● **SELECTION**:
There is no holy grail for analyzing a market. But if King Arthur (or maybe King Midas?) was trading gold for exactly the last 36 years (62), he probably would have wanted to see the third price chart…
This article does not feature geometric shapes or curves in the fashion of my previous articles. Instead I will combine two standard concepts. The first from general geometry; the second from the great mind of W.D. Gann:
- Evenly divide a circle consisting of 360 degrees, with the emphasis on a right angle (90 degrees), it’s very important half of 45 degrees, and even its quarter of 22.5 degrees.
- Generating a fan of angles from $0 (literally, from nothing!), directly underneath a major low.
The twist here is that the former provides fodder for the latter by generating ratios. But before that step, here is a diagram showing a circle that is cut into quarters: the ‘cardinal cross’, as in N, S, E & W. 45 degrees and 22.5 degrees are thrown into the mix, which are 1/8, and 1/16 of the circle, respectively:
Upon first glance at a long-term gold monthly chart, the two major lows of $101.50 in Aug ’76 and $253 in Aug ’99 (exactly 23 years apart) naturally pop out as very important support points. I will focus on the first low (also the lower), as its occurrence in time selects a crucial vantage point to peruse 36 years of price action: August 1976 at $0.
Initially when I did this analysis, I thought it was worth noting that the second low was almost exactly ’90’ cents per month from this vantage point (near point D on the next chart). The rest came naturally:
‘Mathemagics’ Moment: Actually, the low of $253 is exactly $4.60 above the line: 23 years = 276 months x .90/M = $248.40. Interesting ‘coincidence’ that 4.60 is 23 doubled, and divided by 10, but more interesting is that 4.60 is exactly 1/5th of 23, which is the inverse of 5, the multiple of the other two angles.

● **WHAT TO WORK ON**:
1 - In the gold chart article, which low does the author choose as the vantage point, and when did it occur?
2 - Check each statement against the gold chart article and answer yes or no, quoting the deciding words: (a) The article uses geometric shapes or curves the way the author's earlier articles did. (b) The two major lows came exactly 23 years apart. (c) The $253 low sits exactly on the 90-cents-per-month line.

● **RECORDED INFORMATION**:
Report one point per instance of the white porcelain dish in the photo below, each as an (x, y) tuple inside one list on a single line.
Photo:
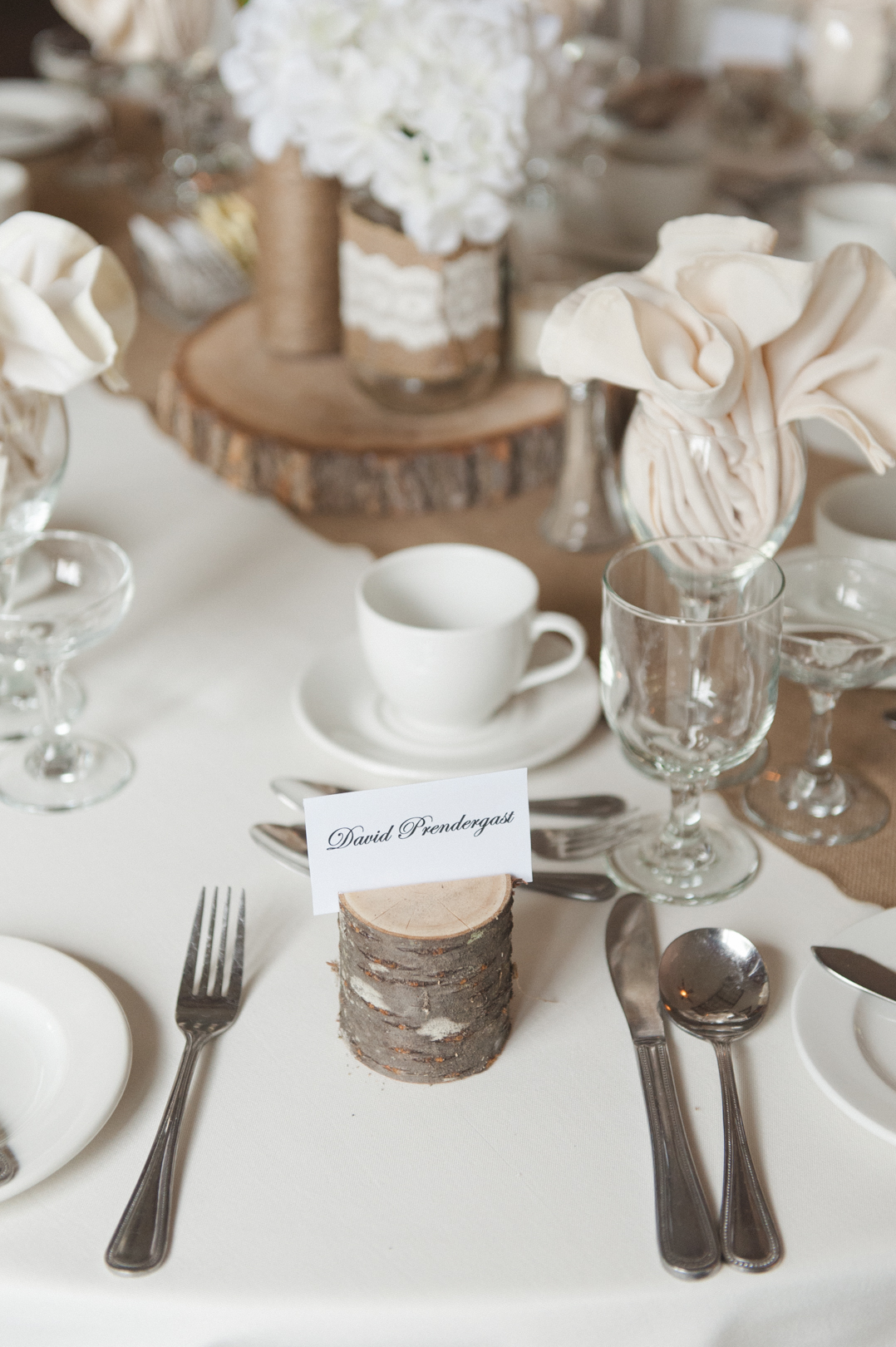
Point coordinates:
[(848, 1039), (337, 705), (65, 1058), (37, 117)]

● **SOLVED TASKS**:
1 - The $101.50 low of August 1976.

2 -
(a) No: "This article does not feature geometric shapes or curves in the fashion of my previous articles."
(b) Yes: "(exactly 23 years apart)"
(c) No: "the low of $253 is exactly $4.60 above the line"